■ Passage ■
The deposit accounts of the Bank are insured by the FDIC’s Deposit Insurance Fund (the “DIF”) to the maximum
extent provided under federal law and FDIC regulations, and the Bank is a member of the Federal Reserve System.
As a national bank, the Bank is subject to the examination, supervision, reporting and enforcement requirements of
the OCC, the chartering authority for national banks. The FDIC, as administrator of the DIF, also has regulatory
authority over the Bank. The Bank is also a member of the Federal Home Loan Bank System, which provides a
central credit facility primarily for member institutions.

                   Regulatory Proceedings Against the Bank. On January 26, 2010, the Bank and the OCC
entered into a written agreement (the “Agreement”). In the Agreement, the Bank was cited for an excessive level
of classified assets and concentrations of credit. The Agreement contains, among other things, directives for the
Bank to take specific actions, within time frames specified therein, to address risk management and capital
matters that, in the view of the OCC, may impact the Bank’s overall safety and soundness. Specifically, the Bank
is required to, among other things: (i) continue to develop, implement and ensure adherence to written programs
designed to reduce the level of credit risk in the Bank’s loan portfolio; (ii) review, revise and ensure adherence to
a written capital program; (iii) comply with its approved capital program; (iv) maintain higher minimum capital
ratios; and (v) obtain prior OCC approval before paying dividends.

          The Bank cannot be deemed to be “well capitalized” so long as the Agreement is in effect. If the OCC is
not satisfied with the corrective actions that are taken in order to address the deficiencies, the OCC could take
further enforcement actions, including requiring the sale or liquidation of the Bank. In such case, there can be no
assurance that the proceeds of any such sale or liquidation would result in a full return of capital to investors.

          In addition, because the Bank entered into the Agreement, it also is required to: (i) obtain prior approval
for the appointment of new directors and the hiring or promotion of senior executive officers; (ii) comply with
restrictions on severance payments and indemnification payments to institution-affiliated parties; and (iii) refrain
from accepting or renewing brokered deposits. At December 31, 2010, the Bank believed that it has substantially
addressed the provisions of the Agreement, and at March 10, 2011, the Bank believed that it had fully addressed
the provisions of the Agreement. The Bank will continue taking the necessary actions to satisfy all requirements
in the Agreement. A copy of the Agreement was filed as part of the Company’s Current Report on Form 8-K
filed on February 1, 2010 with the SEC. The filing is available on the SEC’s website and the Company’s
website.

                    Deposit Insurance. As an FDIC-insured institution, the Bank is required to pay deposit
insurance premium assessments to the FDIC. The FDIC has adopted a risk-based assessment system whereby
FDIC-insured depository institutions pay insurance premiums at rates based on their risk classification. An
institution’s risk classification is assigned based on its capital levels and the level of supervisory concern the
institution poses to the regulators.

■ Entries from a pointing dataset ■

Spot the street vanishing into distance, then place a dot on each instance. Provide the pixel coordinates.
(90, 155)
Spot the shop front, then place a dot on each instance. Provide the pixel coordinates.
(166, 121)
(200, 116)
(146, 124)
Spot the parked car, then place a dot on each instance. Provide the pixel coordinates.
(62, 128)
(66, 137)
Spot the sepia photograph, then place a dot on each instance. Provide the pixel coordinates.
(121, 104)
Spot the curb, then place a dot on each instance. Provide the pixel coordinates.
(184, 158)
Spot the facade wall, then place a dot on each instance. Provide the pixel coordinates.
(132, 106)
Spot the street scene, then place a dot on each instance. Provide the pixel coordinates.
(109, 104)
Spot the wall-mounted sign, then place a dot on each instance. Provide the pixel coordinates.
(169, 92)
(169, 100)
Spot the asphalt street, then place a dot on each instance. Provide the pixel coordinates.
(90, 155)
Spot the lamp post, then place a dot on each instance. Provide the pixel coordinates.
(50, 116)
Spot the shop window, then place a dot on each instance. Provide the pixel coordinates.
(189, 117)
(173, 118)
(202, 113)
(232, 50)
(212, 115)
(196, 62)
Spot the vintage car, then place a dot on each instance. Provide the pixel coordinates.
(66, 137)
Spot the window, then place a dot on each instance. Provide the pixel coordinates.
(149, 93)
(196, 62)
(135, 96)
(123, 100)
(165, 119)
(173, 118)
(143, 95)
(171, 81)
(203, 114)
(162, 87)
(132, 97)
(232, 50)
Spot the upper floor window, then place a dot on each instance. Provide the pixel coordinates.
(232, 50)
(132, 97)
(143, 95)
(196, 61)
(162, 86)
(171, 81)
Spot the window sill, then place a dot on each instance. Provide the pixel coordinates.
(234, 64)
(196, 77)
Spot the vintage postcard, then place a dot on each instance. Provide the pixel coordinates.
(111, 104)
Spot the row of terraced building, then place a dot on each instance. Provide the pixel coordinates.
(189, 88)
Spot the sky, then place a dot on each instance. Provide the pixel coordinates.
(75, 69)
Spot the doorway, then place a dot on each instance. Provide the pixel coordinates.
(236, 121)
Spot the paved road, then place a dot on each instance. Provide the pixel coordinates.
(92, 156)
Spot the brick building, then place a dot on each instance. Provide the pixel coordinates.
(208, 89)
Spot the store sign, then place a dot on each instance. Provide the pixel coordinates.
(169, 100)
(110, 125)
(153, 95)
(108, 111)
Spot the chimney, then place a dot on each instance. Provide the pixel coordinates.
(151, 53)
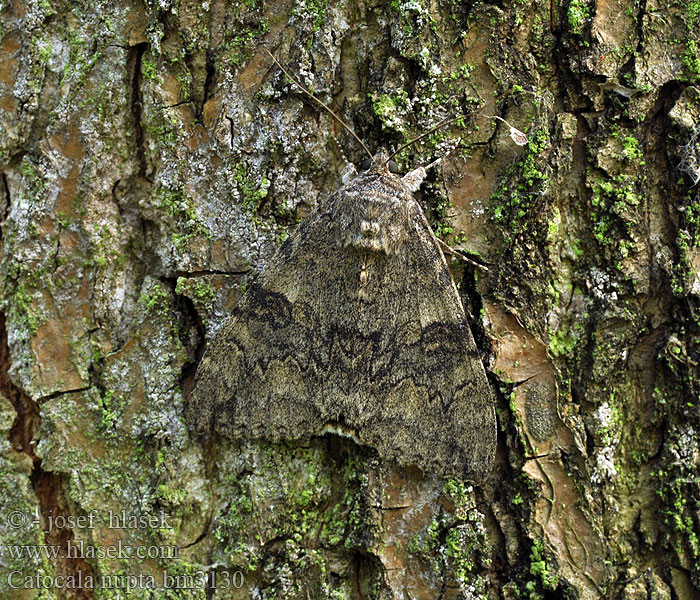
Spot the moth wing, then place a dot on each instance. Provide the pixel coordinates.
(428, 401)
(258, 376)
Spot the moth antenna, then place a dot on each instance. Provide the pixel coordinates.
(422, 135)
(464, 257)
(310, 95)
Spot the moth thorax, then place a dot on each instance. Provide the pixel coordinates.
(374, 224)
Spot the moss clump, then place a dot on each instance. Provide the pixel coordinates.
(579, 11)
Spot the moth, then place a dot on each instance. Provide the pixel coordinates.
(355, 327)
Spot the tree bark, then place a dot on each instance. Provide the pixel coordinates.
(153, 158)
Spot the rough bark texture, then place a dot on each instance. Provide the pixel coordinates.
(151, 160)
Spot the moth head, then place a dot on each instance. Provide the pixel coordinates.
(373, 209)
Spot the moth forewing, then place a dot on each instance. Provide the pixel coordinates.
(356, 324)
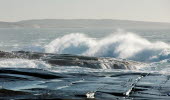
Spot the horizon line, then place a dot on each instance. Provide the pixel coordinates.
(82, 19)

■ What is asked ■
1) Shorten the paragraph of the bank regulation passage that begins "In addition, because the Bank entered into the Agreement" into a brief list that keeps its main facts.
2) According to the bank regulation passage, is each statement below true? Answer yes or no for each, and quote the exact words of the passage that decide it.
(a) The Bank and the OCC entered into the Agreement on January 26, 2010.
(b) The Bank can be considered "well capitalized" while the Agreement is in effect.
(c) Every FDIC-insured institution pays insurance premiums at the same rate.
3) Go on writing the bank regulation passage, starting after its last sentence.

■ In response ■
1)
- Because of the Agreement, the Bank needs prior approval to appoint new directors or to hire or promote senior executive officers.
- It must follow limits on severance and indemnification payments to institution-affiliated parties.
- It may not accept or renew brokered deposits.
- At December 31, 2010, the Bank believed it had substantially addressed the Agreement's provisions. At March 10, 2011, it believed it had fully addressed them.
- The Bank will keep taking the actions needed to meet all of the Agreement's requirements.
- A copy of the Agreement was filed with the SEC in the Company's Current Report on Form 8-K on February 1, 2010. The filing is available on the SEC's website and the Company's website.

2)
(a) Yes: "On January 26, 2010, the Bank and the OCC entered into a written agreement"
(b) No: "The Bank cannot be deemed to be “well capitalized” so long as the Agreement is in effect."
(c) No: "FDIC-insured depository institutions pay insurance premiums at rates based on their risk classification"

3)
          On November 12, 2009, the FDIC adopted a final rule that required insured depository institutions to
prepay on December 30, 2009, their estimated quarterly risk-based assessments for the fourth quarter of 2009 and
for all of 2010, 2011, and 2012. On December 31, 2009, the Bank paid the FDIC $8.1 million in prepaid
assessments. An institution’s prepaid assessments were calculated based on the institution’s actual September 30,
2009 assessment base, adjusted quarterly by an estimated 5% annual growth rate through the end of 2012. Of the
$8.1 million, $517 thousand was expensed in 2009 and $3.1 million in 2010 with the remaining $4.5 million to be
expensed over the remaining two year period. The FDIC also used the institution’s total base assessment rate in
effect on September 30, 2009, increasing it by an annualized 3 basis points beginning in 2011. The FDIC began
to offset prepaid assessments on March 30, 2010, representing payment of the regular quarterly risk-based deposit
insurance assessment for the fourth quarter of 2009. Any prepaid assessment not exhausted after collection of the
amount due on June 30, 2013, will be returned to the institution.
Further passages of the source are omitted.